Collected data entries
■ ■ ■ ■ ■

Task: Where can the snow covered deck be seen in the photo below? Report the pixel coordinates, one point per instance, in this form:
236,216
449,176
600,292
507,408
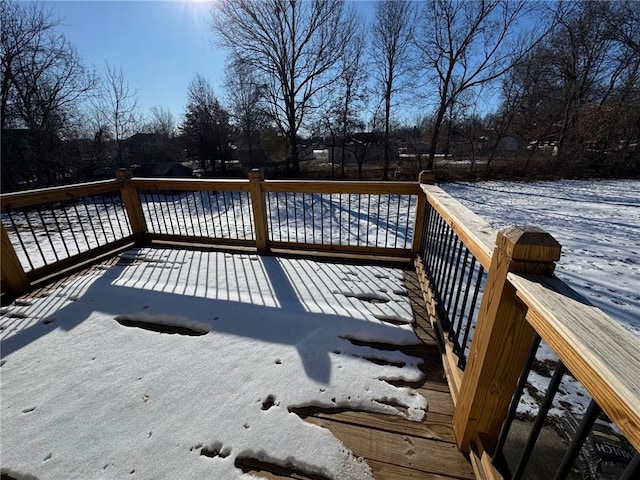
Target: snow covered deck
189,363
166,363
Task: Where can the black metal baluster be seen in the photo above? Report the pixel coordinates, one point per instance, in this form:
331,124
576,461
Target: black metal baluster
540,419
386,230
304,217
162,215
377,221
195,207
458,346
84,233
19,235
456,271
515,399
62,239
322,207
462,361
235,217
244,228
71,229
580,436
184,218
313,222
632,471
115,212
106,210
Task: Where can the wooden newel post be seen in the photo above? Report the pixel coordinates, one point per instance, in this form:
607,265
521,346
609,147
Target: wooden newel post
502,336
256,177
132,205
426,177
13,276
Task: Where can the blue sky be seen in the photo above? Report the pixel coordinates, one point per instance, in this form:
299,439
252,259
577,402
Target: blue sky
159,44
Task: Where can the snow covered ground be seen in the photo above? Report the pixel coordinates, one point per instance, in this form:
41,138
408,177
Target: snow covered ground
597,222
89,387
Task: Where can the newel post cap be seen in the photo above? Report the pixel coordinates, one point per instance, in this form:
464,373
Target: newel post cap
124,173
256,173
529,244
427,176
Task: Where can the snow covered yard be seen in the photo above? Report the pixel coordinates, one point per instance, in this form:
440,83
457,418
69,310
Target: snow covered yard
597,222
92,389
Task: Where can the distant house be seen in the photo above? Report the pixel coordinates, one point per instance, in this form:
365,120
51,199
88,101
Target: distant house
163,169
509,144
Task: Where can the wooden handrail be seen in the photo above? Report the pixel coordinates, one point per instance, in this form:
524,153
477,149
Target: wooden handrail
502,337
521,296
312,186
55,194
598,351
190,184
475,232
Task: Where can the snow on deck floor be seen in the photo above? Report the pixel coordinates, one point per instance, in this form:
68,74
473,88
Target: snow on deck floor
87,393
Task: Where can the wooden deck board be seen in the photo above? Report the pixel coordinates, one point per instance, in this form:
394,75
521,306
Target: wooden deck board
408,451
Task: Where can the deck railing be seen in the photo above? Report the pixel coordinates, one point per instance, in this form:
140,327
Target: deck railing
44,231
491,295
489,345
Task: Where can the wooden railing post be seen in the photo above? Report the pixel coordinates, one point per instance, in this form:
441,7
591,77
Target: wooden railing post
132,205
426,177
256,177
13,275
502,336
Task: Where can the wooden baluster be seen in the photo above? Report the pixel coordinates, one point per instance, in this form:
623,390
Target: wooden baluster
256,177
132,205
502,336
14,279
428,178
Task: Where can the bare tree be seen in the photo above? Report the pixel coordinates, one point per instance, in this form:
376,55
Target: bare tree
163,122
352,91
206,126
43,81
467,45
392,55
292,46
246,96
118,106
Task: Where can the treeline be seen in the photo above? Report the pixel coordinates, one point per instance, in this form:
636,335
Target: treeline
497,85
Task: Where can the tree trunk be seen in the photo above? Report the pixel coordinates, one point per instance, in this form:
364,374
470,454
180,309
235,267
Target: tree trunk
436,133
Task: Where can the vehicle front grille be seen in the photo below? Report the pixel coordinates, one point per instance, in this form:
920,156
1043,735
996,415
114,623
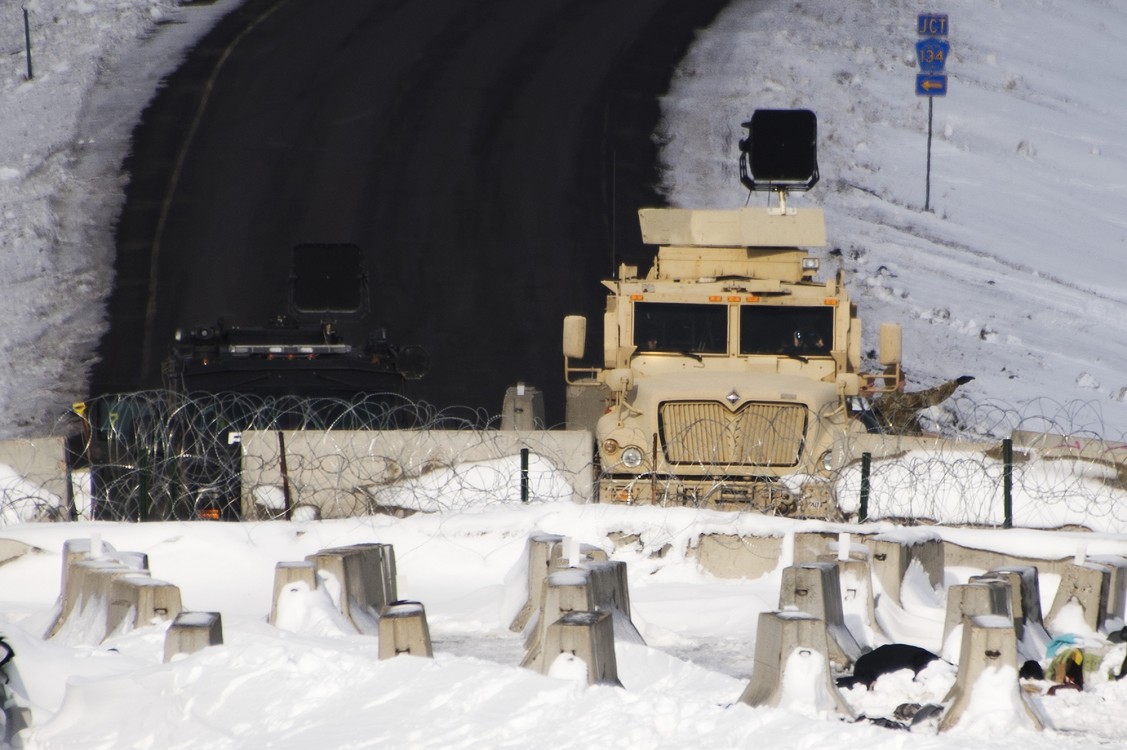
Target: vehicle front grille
756,434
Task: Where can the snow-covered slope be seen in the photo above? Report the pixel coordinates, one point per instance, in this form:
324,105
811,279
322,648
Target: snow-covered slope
1017,273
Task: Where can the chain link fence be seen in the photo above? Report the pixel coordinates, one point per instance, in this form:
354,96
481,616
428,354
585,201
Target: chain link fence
162,456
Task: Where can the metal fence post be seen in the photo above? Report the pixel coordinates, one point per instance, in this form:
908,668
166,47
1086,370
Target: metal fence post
1008,483
524,475
27,43
866,461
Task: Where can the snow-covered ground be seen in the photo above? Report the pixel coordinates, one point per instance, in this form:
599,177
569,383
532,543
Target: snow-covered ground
1015,276
1013,279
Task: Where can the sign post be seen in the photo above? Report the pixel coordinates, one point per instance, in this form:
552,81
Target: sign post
931,81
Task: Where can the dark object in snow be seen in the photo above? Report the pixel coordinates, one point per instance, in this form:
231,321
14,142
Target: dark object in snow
1123,669
1031,670
905,716
8,654
885,660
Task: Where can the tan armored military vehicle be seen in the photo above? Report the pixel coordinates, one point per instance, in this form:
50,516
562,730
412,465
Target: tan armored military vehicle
727,369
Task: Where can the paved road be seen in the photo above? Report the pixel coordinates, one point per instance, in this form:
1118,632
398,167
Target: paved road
488,156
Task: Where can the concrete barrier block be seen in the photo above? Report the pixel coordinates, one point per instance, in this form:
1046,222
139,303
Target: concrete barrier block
192,632
892,557
87,581
548,553
987,676
798,641
404,631
814,588
859,606
287,574
587,636
1088,587
595,587
1117,587
361,580
136,600
985,597
1025,599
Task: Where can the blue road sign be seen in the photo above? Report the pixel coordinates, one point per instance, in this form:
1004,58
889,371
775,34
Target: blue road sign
931,85
931,54
932,25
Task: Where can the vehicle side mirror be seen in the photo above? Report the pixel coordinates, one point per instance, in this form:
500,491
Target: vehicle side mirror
575,336
890,343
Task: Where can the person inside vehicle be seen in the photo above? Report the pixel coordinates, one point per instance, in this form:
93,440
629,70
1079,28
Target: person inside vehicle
808,342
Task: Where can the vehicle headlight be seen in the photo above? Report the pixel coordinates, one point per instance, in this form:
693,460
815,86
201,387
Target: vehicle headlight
631,457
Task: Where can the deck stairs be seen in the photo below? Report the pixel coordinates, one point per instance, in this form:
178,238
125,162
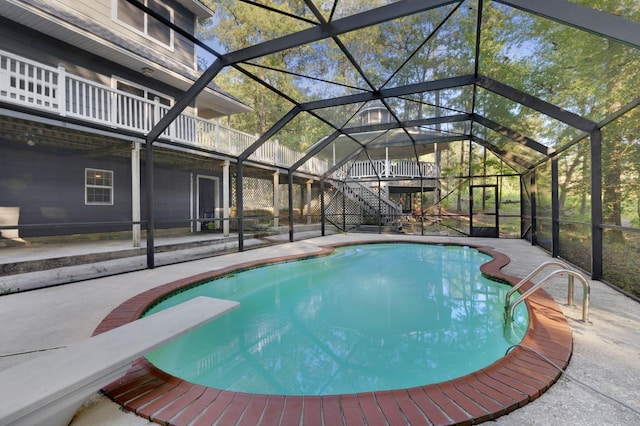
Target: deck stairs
362,206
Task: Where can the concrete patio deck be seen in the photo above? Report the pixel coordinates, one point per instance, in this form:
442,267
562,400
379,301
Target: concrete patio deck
606,351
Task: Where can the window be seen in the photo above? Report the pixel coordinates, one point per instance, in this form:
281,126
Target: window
98,187
127,14
141,91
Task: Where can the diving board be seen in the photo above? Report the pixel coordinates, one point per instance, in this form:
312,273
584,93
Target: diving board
49,389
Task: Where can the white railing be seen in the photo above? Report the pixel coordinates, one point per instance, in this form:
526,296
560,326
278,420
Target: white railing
34,85
387,169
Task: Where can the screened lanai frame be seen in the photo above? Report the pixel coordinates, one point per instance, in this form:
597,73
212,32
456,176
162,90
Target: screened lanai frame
322,22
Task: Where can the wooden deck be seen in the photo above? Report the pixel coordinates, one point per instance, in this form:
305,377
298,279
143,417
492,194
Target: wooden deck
511,382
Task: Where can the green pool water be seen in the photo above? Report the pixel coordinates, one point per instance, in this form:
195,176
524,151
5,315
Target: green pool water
368,317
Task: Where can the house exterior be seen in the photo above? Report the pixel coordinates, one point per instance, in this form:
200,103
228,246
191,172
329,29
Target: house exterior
81,82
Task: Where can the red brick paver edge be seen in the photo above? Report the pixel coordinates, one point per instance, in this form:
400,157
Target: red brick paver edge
509,383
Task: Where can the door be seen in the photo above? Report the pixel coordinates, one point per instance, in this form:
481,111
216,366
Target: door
484,211
207,189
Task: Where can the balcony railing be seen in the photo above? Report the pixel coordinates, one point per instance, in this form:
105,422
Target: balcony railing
34,85
388,169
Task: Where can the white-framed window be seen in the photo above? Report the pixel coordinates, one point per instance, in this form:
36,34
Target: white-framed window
133,18
98,187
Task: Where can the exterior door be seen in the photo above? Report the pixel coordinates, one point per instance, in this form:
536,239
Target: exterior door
484,211
207,190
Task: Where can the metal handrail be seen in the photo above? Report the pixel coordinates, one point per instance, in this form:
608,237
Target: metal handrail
510,306
531,275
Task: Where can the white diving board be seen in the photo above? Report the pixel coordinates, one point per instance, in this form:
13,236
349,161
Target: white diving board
49,389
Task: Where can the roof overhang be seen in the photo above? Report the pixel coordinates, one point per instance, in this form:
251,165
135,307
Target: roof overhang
198,9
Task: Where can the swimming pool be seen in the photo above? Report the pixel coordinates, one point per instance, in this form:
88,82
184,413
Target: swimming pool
507,384
365,318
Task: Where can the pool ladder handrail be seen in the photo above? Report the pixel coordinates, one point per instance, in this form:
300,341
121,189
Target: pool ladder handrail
510,306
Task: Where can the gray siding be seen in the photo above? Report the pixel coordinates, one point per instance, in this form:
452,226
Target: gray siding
36,46
49,188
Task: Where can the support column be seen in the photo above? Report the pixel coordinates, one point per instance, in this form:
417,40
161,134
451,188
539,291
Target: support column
290,206
226,189
322,228
276,199
309,218
596,204
240,207
555,210
135,194
534,219
150,205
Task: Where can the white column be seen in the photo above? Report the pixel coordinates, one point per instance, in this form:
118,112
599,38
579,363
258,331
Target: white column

■ ■ ■ ■ ■

• WRITTEN PROBLEM: Take the line with "Task: Where can the metal handrail" and all lines after it through the end of the records, and write them out exactly; include nothing else.

• COMPLETE OUTPUT:
Task: Where can the metal handrail be seen in the photo above? Report the pixel coordinates, one point per instance, in this form:
608,237
Target: metal handrail
510,306
531,275
Task: Where can the white diving board be seen in the photo above? Report the pixel coordinates, one point per instance, in this form:
13,236
349,161
Target: white diving board
49,389
Task: Where can the roof overhang be seen in the photo above? Report the pixel coordinates, one point per instance, in this form:
251,165
135,307
Target: roof overhang
198,9
Task: Where can the swimming pool be seen in the photo above? Report the pixel coordinates, one point per instance, in this form:
88,82
184,413
Target: swimming pool
507,384
365,318
Task: Where can the pool ladder handrail be seen in the photo above? Report the pixel coordinates, one point per instance, in this form:
300,341
121,189
Target: pool ladder handrail
510,306
Task: Where can the gray siding be seen in the photo above? Report the pixel coordinates, one point per instance, in this form:
452,226
Target: gray siding
36,46
49,188
Task: Where can the support column be seen in the photo above? Report the pixel coordinates, one point per instance, in this form:
417,40
161,134
451,188
539,291
Target: support column
290,206
226,189
322,228
276,199
309,218
596,204
240,207
555,210
135,194
534,219
150,205
Task: Where can the white column be seen in the photo above? Report the pixel coordinates, one point per instance, in this form:
118,112
599,38
579,363
258,331
Target: white column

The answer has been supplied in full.